(PAGE EXCERPT)
This year, the theme for National Nutrition Month is “going further with food”. This might mean choosing foods that nourish and sustain your body longer, or it could reference the potential smart meal prep and planning has in setting you up for dietary success. Nick Patterson, RD, CD, Parkview Regional Medical Center, shares a few pointers to support both ideas, including his go-to burger recipe.
As we’ve discussed throughout the month of March, meal prepping can help save you valuable time and money, while also setting you up to make healthier food choices. Whether you have never practiced meal prepping or you’re just working on sharpening your skills, this article will help fine-tune your food preparation routine for the week.
Nick’s Tips for Meal Prep Perfection
- Map it out. Plan your recipes for the week and determine the number of servings you’ll need to last you throughout the week. Make your grocery list accordingly and stick to it at the store.
- Break up your efforts. Trying to prepare all your food in one day can be overwhelming. While this may work for some, others may prefer to prep meals on two days of the week, such as Sunday and Wednesday.
- Keep it simple. Opt for quick and easy recipes during the week or on busy weekends. Save more complicated and time-consuming recipes for special occasions or when you have extra time to spend in the kitchen.
- Chop, chop. Remember, not all food prep involves cooking. Cutting up and portioning out fresh fruit and vegetables into individual baggies or containers is a quick and easy way to get in a healthy snack or side.
- Snack attack. Keep snacks simple, with options like individual cups of Greek yogurt, pre-cut veggies with hummus, or hard-boiled eggs.
- Divide and conquer. Use reusable containers with divided sections for easy portioning. This is also a convenient way to cut back on the number of dishes you have to wash throughout the week.
- Freeze. Determine which foods/meals keep well in the freezer. Some recipes may be better enjoyed freshly cooked. Once you figure out which meals you and your family enjoy, you may want to consider cooking batches that can last two weeks and even longer! Just freeze all leftovers and thaw as needed.
A key part of a well-balanced diet is including a protein source with most meals. Lean meats, such as chicken breasts are good high-protein options, but if you are looking to mix things up with a meatless option, give this black bean burger recipe a try. Not only are black beans a good source of protein, they also provide complex carbohydrates with plenty of fiber.
Homemade Black Bean Burgers
1 16-ounce can black beans, drained and rinsed
½ green bell pepper, cut into 2-inch pieces
½ onion, cut into wedges
3 cloves garlic, peeled
1 tablespoon chili powder
1 tablespoon cumin
1 teaspoon Thai chili sauce or hot sauce
½ cup bread crumbs
- If baking, preheat oven to 375 degrees F (190 degrees C), and lightly oil a baking sheet. If grilling, preheat an outdoor grill for high heat, and lightly oil a sheet of aluminum foil.
- In a medium bowl, mash black beans with a fork into a thick paste.
- Finely chop bell pepper, onion, and garlic using a knife or a food processor
- Then stir into mashed beans.
- In a bowl, stir together egg, cumin, chili powder and chili sauce.
- Stir the egg mixture into the mashed beans. Mix in bread crumbs until the mixture is sticky and holds together. Divide mixture into four patties.
- If grilling, place patties on foil, and grill about 8 minutes on each side. If baking, place patties on baking sheet, and bake about 10 minutes on each side.
[Nutrition facts per serving (one patty): 198 calories; 3 g fat; 33.1 g carbohydrates; 11.2 g protein; 607 mg sodium.]
(End PAGE EXCERPT)
(GIVEN DATA)
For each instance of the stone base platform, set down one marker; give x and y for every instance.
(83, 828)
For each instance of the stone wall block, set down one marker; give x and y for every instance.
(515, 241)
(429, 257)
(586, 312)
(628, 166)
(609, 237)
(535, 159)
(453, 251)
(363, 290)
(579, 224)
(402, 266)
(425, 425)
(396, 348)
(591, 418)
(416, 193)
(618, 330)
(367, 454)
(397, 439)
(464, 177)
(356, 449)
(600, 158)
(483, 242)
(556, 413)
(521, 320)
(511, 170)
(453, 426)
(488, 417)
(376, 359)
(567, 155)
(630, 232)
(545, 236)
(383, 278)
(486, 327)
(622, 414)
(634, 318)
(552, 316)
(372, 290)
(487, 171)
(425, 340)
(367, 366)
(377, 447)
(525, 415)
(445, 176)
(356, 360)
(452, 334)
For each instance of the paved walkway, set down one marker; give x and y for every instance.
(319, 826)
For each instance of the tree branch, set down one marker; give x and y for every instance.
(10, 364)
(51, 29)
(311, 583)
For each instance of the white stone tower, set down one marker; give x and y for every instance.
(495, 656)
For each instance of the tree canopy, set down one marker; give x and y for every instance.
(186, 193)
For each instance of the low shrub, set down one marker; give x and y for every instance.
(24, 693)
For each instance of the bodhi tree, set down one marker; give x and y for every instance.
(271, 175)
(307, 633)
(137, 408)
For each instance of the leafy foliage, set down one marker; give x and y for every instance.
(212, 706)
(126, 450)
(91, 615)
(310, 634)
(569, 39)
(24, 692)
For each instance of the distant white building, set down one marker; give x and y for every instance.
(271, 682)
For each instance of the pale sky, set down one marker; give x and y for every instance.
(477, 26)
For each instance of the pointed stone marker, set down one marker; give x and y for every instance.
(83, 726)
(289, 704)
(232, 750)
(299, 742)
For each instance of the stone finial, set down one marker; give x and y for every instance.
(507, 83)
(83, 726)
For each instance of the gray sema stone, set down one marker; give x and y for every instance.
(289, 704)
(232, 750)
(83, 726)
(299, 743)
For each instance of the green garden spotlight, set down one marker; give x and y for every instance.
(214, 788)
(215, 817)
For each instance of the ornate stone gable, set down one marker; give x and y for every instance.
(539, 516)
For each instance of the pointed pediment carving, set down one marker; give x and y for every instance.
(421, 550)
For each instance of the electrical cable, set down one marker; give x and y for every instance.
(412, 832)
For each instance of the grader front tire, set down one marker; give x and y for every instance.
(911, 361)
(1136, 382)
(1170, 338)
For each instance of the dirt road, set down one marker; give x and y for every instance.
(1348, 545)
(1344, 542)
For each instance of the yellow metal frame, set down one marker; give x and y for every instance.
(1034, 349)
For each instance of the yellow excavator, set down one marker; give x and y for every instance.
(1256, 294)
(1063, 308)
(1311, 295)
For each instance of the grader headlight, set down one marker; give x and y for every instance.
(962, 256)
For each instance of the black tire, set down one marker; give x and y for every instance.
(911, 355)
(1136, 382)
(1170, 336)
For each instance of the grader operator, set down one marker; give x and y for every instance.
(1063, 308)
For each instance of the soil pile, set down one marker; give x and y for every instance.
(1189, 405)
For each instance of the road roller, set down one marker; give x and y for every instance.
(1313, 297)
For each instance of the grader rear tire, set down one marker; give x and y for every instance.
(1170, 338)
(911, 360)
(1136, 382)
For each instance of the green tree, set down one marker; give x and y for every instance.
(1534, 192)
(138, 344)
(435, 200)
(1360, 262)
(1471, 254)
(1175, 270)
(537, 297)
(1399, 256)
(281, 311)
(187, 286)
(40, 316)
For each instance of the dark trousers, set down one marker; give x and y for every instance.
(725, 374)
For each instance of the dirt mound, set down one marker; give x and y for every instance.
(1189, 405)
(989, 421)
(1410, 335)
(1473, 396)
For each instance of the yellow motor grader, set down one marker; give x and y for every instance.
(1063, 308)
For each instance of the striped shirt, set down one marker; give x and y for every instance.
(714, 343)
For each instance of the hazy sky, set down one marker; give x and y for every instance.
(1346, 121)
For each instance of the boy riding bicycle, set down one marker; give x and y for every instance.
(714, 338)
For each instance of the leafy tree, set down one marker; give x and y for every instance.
(End GIVEN DATA)
■ WHAT TO WORK ON ■
1. Answer these questions using the meal prep article.
(a) Which two days of the week does it give as an example for splitting meal prep?
(b) About how long should the patties bake on each side?
(c) How many calories are in one patty?
2. Copy the stretch of the meal prep article from "A key part of" through "of aluminum foil.", substituting "turkey breasts" for "chicken breasts".
3. Translate this sentence from the meal prep article into Spanish: "Trying to prepare all your food in one day can be overwhelming."

■ RESULTS BY TASK ■
1.
(a) Sunday and Wednesday
(b) About 10 minutes
(c) 198 calories

2.
A key part of a well-balanced diet is including a protein source with most meals. Lean meats, such as turkey breasts are good high-protein options, but if you are looking to mix things up with a meatless option, give this black bean burger recipe a try. Not only are black beans a good source of protein, they also provide complex carbohydrates with plenty of fiber.
Homemade Black Bean Burgers
1 16-ounce can black beans, drained and rinsed
½ green bell pepper, cut into 2-inch pieces
½ onion, cut into wedges
3 cloves garlic, peeled
1 tablespoon chili powder
1 tablespoon cumin
1 teaspoon Thai chili sauce or hot sauce
½ cup bread crumbs
- If baking, preheat oven to 375 degrees F (190 degrees C), and lightly oil a baking sheet. If grilling, preheat an outdoor grill for high heat, and lightly oil a sheet of aluminum foil.

3. Intentar preparar toda tu comida en un solo día puede resultar abrumador.